*Extract provided*.
= = = = = = =

# paper for screenprinted transfers



## pstees (May 27, 2010)

Can anyone tell us where to buy paper for making screenprinted transfers? Our supplier, InstaGraphics has discontinued it. They called it "French paper".


----------



## rpaul (Dec 8, 2013)

I get mine from Wildside North in PA. Just make sure you buy top quality
and pre-cure before print. If you are serious about transfers. get the pin registration bar from Ternes-Burton.


----------



## multiplesifl (Jun 27, 2011)

I use this: https://store.garston.com/storefrontCommerce/itemDetail.do?item-id=16402&order-quantity=1&item-index=0&customer-item=UNPAPRSU11&order-uom=BOX&warehouse-id=1&item-number=UNPAPRSU11. Never had any issues with it at all!


----------



## gardenhillemb (Oct 29, 2015)

We buy ours direct from Arjo Wiggins. T75 paper.


----------



## pstees (May 27, 2010)

T75 is it! Thank you everybody!


----------



## Obada (Apr 21, 2020)

multiplesifl said:


> I use this: https://store.garston.com/storefrontCommerce/itemDetail.do?item-id=16402&order-quantity=1&item-index=0&customer-item=UNPAPRSU11&order-uom=BOX&warehouse-id=1&item-number=UNPAPRSU11. Never had any issues with it at all!


They said "Not recommended for plastisol backed lithographic transfers."

Where i can found the transfer paper for plastisol backed lithographic transfers?


----------



## sandhopper2 (Apr 26, 2010)

I use parchment paper for 1 color transfers , it is very cheap and works for me


----------



## TABOB (Feb 13, 2018)

Obada said:


> They said "Not recommended for plastisol backed lithographic transfers."


I think the double-sided coating may be the issue. Offset printers don't like that type of paper unless it's in a roll.
Anyway, what paper or film you use depends on what type of ink you'll be using. Also I'm sure you've probably noticed that most litho transfers are printed on film.


----------

= = = = = = =

*Entries*.
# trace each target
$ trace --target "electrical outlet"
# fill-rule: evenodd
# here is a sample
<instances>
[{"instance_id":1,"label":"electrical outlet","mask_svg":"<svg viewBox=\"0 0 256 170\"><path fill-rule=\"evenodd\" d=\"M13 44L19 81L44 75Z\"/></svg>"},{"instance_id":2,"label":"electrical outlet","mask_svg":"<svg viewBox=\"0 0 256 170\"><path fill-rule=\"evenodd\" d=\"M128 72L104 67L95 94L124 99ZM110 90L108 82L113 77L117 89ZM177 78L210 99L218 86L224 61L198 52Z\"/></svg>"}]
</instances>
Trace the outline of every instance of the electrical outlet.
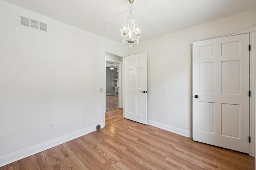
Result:
<instances>
[{"instance_id":1,"label":"electrical outlet","mask_svg":"<svg viewBox=\"0 0 256 170\"><path fill-rule=\"evenodd\" d=\"M51 123L51 129L53 129L55 128L55 123Z\"/></svg>"}]
</instances>

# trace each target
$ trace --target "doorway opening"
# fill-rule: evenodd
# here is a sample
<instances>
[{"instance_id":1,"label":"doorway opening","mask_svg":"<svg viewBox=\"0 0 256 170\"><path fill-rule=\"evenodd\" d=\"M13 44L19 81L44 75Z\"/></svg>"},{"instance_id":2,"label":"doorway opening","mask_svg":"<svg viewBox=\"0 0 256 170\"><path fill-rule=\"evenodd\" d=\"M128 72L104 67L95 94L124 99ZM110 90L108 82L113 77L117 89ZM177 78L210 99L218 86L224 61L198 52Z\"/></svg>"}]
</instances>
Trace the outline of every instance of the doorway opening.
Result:
<instances>
[{"instance_id":1,"label":"doorway opening","mask_svg":"<svg viewBox=\"0 0 256 170\"><path fill-rule=\"evenodd\" d=\"M106 111L119 108L119 64L106 61Z\"/></svg>"},{"instance_id":2,"label":"doorway opening","mask_svg":"<svg viewBox=\"0 0 256 170\"><path fill-rule=\"evenodd\" d=\"M124 56L106 51L104 53L104 123L105 125L123 119Z\"/></svg>"}]
</instances>

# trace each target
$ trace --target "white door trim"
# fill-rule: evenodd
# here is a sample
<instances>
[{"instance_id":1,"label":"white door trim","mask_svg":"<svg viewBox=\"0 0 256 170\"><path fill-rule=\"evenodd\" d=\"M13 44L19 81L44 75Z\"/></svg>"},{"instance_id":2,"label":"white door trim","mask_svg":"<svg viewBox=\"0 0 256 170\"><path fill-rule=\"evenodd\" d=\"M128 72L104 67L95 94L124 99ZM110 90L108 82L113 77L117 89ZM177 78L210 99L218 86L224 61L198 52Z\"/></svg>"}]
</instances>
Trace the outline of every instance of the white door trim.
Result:
<instances>
[{"instance_id":1,"label":"white door trim","mask_svg":"<svg viewBox=\"0 0 256 170\"><path fill-rule=\"evenodd\" d=\"M197 40L192 40L189 41L189 44L190 45L190 49L193 49L193 43L200 41L205 40L206 39L212 39L216 38L225 37L229 36L244 33L249 33L249 45L251 46L251 50L249 51L250 54L250 90L251 91L251 97L250 98L250 107L249 107L249 114L250 114L250 127L249 127L249 135L251 138L251 142L249 143L249 155L251 156L255 157L255 145L256 144L255 142L255 136L256 136L256 127L255 127L255 122L256 122L256 116L255 116L255 96L256 96L256 84L255 84L256 80L256 26L251 27L248 29L239 30L236 31L232 32L227 33L221 34L215 36L213 36L204 39L198 39ZM191 74L190 74L190 80L191 80L191 98L190 98L191 104L191 114L190 115L190 123L191 126L190 127L193 127L193 100L192 100L192 93L193 93L193 72L192 69L193 69L193 51L190 51L190 67L191 70ZM193 128L190 128L191 137L193 138Z\"/></svg>"},{"instance_id":2,"label":"white door trim","mask_svg":"<svg viewBox=\"0 0 256 170\"><path fill-rule=\"evenodd\" d=\"M107 60L106 58L105 54L112 54L113 55L116 55L117 56L120 57L123 57L124 58L123 62L120 62L120 61L115 61L111 60ZM105 111L106 110L106 61L112 61L115 63L119 63L122 64L122 76L121 76L121 90L122 90L122 105L123 107L124 108L124 117L125 117L125 95L124 95L124 81L125 81L125 77L124 77L124 64L125 64L125 59L124 57L127 56L126 55L124 55L122 54L118 54L118 53L116 53L113 52L111 52L110 51L106 51L105 49L103 49L103 127L104 127L106 125L106 119L105 119Z\"/></svg>"}]
</instances>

= = = = = = =

*Given exercise 1*.
Answer these questions about the transfer paper thread:
(a) What did InstaGraphics call the paper it discontinued?
(b) From which company does rpaul recommend getting a pin registration bar?
(c) For what kind of transfers does sandhopper2 use parchment paper?
*Given exercise 2*. Swap "top quality" for "heavyweight" in the transfer paper thread, and write out the passage from "Can anyone tell" up to and including "bar from Ternes-Burton.".
The records have no connection to the transfer paper thread.

*Exercise answer 1*.
(a) "French paper"
(b) Ternes-Burton
(c) 1 color transfers

*Exercise answer 2*.
Can anyone tell us where to buy paper for making screenprinted transfers? Our supplier, InstaGraphics has discontinued it. They called it "French paper".


----------



## rpaul (Dec 8, 2013)

I get mine from Wildside North in PA. Just make sure you buy heavyweight
and pre-cure before print. If you are serious about transfers. get the pin registration bar from Ternes-Burton.